(Items from a data source)
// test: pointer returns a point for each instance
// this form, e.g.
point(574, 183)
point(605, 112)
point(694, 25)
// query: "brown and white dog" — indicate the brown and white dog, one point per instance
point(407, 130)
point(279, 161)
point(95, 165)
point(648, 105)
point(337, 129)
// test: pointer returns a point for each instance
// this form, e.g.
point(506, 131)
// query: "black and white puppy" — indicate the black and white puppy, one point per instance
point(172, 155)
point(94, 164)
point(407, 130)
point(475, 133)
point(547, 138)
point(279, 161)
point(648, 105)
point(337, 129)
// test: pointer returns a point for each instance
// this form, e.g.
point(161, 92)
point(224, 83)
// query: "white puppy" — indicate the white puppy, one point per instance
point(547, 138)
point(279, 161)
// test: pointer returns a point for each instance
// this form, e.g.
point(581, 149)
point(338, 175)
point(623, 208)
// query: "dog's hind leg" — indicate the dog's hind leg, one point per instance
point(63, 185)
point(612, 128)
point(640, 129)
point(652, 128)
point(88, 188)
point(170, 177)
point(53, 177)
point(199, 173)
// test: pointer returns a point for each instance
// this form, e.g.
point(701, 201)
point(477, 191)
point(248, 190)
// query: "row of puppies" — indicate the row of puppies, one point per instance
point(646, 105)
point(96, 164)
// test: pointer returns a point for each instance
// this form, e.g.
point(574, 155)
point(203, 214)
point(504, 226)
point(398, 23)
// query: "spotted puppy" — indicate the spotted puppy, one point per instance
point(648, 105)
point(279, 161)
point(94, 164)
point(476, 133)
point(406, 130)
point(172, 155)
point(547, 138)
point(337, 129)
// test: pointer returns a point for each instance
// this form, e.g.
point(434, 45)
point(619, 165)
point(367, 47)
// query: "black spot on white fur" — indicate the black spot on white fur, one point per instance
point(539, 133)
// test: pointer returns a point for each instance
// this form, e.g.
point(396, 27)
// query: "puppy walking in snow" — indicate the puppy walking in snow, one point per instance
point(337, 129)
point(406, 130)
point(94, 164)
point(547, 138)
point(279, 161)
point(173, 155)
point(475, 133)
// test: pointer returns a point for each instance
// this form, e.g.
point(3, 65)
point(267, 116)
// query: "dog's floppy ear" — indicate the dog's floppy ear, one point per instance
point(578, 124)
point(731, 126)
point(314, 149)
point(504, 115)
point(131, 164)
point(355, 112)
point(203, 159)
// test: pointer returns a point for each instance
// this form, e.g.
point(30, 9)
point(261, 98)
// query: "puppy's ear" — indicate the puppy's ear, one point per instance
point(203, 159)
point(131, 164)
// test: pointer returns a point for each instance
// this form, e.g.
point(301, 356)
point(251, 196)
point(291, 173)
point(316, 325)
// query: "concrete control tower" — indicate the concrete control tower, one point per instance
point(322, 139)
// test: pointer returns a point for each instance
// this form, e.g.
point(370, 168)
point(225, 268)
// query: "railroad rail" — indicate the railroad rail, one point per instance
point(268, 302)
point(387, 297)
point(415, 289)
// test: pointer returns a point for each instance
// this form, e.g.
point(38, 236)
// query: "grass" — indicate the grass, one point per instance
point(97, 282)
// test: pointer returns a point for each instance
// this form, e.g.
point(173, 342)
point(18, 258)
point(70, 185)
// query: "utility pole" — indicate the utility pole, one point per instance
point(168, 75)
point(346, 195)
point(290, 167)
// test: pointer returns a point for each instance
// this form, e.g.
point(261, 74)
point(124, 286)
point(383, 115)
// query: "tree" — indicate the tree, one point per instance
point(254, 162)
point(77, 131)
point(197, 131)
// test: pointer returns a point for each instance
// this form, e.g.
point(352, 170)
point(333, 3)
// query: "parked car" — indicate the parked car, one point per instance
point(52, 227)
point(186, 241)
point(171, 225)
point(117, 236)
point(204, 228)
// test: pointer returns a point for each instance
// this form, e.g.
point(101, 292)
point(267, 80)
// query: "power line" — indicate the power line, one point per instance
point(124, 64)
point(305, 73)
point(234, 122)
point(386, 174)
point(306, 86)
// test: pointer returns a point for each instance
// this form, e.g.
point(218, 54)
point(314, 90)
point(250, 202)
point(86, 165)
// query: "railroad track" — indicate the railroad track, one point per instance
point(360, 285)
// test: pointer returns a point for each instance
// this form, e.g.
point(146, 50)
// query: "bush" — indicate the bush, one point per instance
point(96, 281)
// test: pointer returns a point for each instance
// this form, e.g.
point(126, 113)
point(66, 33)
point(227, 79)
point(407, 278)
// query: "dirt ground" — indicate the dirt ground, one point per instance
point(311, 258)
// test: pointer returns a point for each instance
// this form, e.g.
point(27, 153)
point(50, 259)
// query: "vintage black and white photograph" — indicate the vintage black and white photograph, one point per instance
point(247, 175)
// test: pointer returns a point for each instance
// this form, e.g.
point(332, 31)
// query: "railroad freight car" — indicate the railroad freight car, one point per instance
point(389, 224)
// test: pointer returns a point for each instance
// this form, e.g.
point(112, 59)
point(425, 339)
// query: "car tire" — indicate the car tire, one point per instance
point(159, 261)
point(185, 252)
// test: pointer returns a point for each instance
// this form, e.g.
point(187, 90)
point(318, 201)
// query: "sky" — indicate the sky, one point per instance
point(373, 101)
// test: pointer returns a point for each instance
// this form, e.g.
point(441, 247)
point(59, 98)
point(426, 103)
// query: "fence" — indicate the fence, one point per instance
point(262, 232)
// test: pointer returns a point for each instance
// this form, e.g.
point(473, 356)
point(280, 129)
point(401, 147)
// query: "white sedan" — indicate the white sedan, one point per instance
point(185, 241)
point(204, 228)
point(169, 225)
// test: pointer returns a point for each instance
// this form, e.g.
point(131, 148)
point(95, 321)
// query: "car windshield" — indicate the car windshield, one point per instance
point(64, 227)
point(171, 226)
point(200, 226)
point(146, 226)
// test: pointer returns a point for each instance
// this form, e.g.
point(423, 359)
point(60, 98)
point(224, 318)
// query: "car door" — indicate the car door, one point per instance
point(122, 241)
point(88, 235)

...

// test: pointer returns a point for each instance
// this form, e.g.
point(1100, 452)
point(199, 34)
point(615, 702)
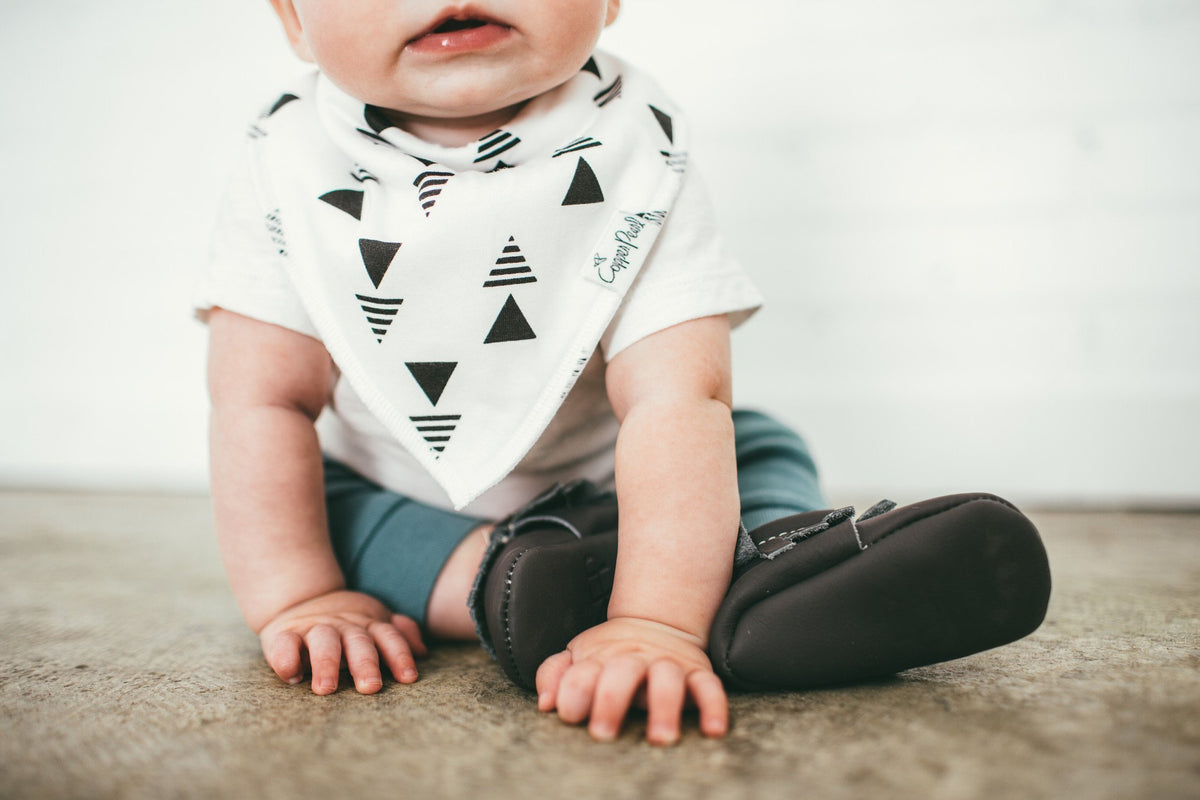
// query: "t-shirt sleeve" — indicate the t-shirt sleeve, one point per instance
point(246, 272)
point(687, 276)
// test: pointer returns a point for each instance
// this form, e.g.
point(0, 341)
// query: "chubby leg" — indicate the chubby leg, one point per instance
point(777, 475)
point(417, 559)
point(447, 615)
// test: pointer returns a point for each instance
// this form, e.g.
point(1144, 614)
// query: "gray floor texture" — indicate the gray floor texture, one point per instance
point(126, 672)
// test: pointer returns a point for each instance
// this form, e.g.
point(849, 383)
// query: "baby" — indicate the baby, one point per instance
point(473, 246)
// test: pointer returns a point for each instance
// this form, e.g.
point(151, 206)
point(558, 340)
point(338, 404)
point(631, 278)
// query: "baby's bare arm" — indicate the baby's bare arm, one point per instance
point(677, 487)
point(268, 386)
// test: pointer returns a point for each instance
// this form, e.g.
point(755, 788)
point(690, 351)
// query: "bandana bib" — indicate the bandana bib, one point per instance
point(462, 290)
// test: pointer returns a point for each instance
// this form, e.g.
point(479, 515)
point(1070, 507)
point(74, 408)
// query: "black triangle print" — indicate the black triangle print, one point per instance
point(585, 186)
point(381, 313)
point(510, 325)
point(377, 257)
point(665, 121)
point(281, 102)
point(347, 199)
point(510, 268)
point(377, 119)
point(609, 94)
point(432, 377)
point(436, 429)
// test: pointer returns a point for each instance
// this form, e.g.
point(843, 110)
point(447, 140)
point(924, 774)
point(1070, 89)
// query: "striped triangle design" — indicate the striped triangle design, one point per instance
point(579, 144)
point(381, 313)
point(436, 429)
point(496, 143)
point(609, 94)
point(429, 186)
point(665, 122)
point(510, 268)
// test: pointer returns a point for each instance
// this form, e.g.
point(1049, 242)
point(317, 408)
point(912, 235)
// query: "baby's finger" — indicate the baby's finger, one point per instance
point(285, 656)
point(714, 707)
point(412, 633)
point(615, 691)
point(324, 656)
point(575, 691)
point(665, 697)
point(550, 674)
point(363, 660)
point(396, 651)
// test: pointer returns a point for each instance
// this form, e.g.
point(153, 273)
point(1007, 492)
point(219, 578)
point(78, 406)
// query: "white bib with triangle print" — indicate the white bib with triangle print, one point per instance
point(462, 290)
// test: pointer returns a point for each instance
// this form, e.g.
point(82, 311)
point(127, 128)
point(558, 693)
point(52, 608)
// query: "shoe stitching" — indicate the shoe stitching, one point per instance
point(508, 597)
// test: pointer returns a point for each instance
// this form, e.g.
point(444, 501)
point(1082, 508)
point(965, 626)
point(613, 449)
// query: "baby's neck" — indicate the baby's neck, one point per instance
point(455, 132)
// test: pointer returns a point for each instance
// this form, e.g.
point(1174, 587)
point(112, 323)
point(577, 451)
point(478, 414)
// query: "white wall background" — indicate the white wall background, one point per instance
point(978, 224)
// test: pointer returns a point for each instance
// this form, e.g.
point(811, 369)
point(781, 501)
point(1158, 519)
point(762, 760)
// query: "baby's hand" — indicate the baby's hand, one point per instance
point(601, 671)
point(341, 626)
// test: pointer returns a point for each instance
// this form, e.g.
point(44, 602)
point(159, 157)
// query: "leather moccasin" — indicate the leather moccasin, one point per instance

==

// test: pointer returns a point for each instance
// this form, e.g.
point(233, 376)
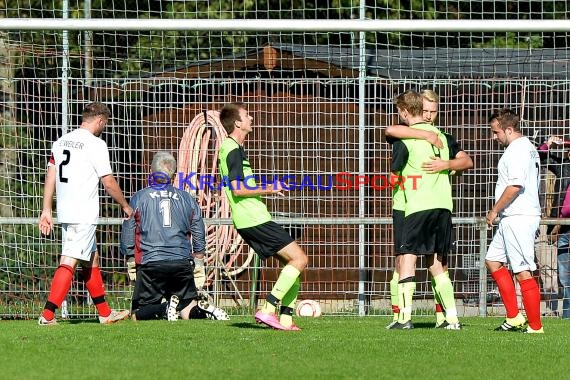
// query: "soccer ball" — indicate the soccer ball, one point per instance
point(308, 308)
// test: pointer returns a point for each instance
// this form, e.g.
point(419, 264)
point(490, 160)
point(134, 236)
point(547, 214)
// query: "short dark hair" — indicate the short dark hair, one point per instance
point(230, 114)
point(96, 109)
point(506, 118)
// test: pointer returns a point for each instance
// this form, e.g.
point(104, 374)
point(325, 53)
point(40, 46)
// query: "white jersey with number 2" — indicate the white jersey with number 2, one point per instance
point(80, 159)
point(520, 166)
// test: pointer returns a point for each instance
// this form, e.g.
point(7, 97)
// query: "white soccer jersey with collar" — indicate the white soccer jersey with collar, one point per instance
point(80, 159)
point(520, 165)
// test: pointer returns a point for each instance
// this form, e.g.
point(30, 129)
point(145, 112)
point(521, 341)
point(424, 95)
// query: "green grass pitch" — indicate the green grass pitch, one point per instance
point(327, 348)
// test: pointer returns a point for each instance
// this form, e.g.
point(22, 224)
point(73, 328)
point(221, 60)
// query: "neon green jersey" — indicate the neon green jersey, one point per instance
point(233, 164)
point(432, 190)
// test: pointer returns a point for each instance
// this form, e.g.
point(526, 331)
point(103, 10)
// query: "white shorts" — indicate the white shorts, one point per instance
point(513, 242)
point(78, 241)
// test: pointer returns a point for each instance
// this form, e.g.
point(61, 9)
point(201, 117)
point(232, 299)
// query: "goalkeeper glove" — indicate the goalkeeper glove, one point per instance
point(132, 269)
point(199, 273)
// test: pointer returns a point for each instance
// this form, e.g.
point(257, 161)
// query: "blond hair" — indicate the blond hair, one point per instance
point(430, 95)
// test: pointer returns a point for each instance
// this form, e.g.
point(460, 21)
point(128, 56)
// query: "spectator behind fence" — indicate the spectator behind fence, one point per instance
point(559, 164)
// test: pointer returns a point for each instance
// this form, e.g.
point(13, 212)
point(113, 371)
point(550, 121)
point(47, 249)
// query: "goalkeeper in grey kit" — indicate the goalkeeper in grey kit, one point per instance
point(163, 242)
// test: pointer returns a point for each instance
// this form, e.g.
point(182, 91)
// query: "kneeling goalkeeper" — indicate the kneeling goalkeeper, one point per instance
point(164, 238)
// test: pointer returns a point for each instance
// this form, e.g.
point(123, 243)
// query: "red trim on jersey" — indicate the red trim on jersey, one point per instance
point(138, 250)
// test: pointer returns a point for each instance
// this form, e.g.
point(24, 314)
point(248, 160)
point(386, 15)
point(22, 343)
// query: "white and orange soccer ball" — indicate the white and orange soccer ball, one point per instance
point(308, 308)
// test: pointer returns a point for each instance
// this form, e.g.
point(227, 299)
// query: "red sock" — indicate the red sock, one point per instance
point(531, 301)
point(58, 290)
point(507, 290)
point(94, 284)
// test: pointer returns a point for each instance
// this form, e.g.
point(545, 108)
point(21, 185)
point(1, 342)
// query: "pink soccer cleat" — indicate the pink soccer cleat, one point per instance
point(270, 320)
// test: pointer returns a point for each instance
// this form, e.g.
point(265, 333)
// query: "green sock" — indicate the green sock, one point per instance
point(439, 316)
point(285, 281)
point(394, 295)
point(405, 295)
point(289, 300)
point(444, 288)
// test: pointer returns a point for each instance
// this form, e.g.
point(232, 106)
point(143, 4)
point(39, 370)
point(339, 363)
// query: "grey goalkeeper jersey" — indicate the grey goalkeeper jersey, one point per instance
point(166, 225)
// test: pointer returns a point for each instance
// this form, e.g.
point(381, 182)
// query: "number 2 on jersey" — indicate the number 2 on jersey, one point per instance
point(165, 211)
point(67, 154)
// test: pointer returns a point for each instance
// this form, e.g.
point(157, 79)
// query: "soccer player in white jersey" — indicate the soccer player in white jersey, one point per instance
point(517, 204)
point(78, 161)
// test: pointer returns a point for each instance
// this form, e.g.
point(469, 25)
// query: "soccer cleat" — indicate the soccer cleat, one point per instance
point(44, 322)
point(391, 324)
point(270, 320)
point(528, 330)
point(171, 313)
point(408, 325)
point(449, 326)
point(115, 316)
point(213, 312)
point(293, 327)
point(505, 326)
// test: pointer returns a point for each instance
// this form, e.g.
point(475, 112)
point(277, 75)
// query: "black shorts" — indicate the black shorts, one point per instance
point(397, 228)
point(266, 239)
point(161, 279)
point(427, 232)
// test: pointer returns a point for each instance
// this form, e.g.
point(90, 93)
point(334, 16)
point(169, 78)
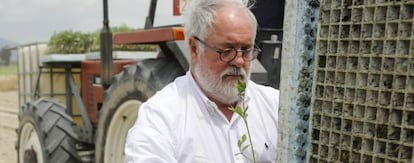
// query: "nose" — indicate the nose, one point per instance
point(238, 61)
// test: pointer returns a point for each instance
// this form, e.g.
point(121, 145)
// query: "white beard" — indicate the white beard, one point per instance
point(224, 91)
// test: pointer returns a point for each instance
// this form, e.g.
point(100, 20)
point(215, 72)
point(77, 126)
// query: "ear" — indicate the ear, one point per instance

- Instructions for the task
All that belongs in your answer is the stretch of entries above from the line with "photograph, one point per instance" through the line with "point(95, 321)", printed exactly.

- Answer space
// query: "vintage black and white photograph" — indicate the vintage black and white photograph, one point per instance
point(247, 175)
// test: pointer returns a point for each instance
// this form, e.g.
point(332, 31)
// query: "railroad freight car" — indicate the railroad freight car, one point per instance
point(389, 224)
// test: pointer returns a point for each instance
// this form, e.g.
point(112, 59)
point(425, 339)
// query: "car tire" — indicate the car tire, one point per instance
point(159, 261)
point(185, 252)
// test: pointer returns a point for each instance
// this form, e.g.
point(187, 90)
point(318, 201)
// query: "sky" — indicate the sky, one point per instance
point(373, 101)
// test: pointer returns a point for each instance
// this form, e.g.
point(441, 247)
point(59, 98)
point(426, 103)
// query: "fence" — indicate the fence, one point per instance
point(262, 232)
// test: pointer returns a point for each instance
// this form, e.g.
point(473, 356)
point(280, 129)
point(401, 147)
// query: "white sedan" — indicate the white sedan, one point per instance
point(185, 241)
point(204, 228)
point(169, 225)
// test: pointer returns a point for each instance
// this form, e.g.
point(131, 148)
point(95, 321)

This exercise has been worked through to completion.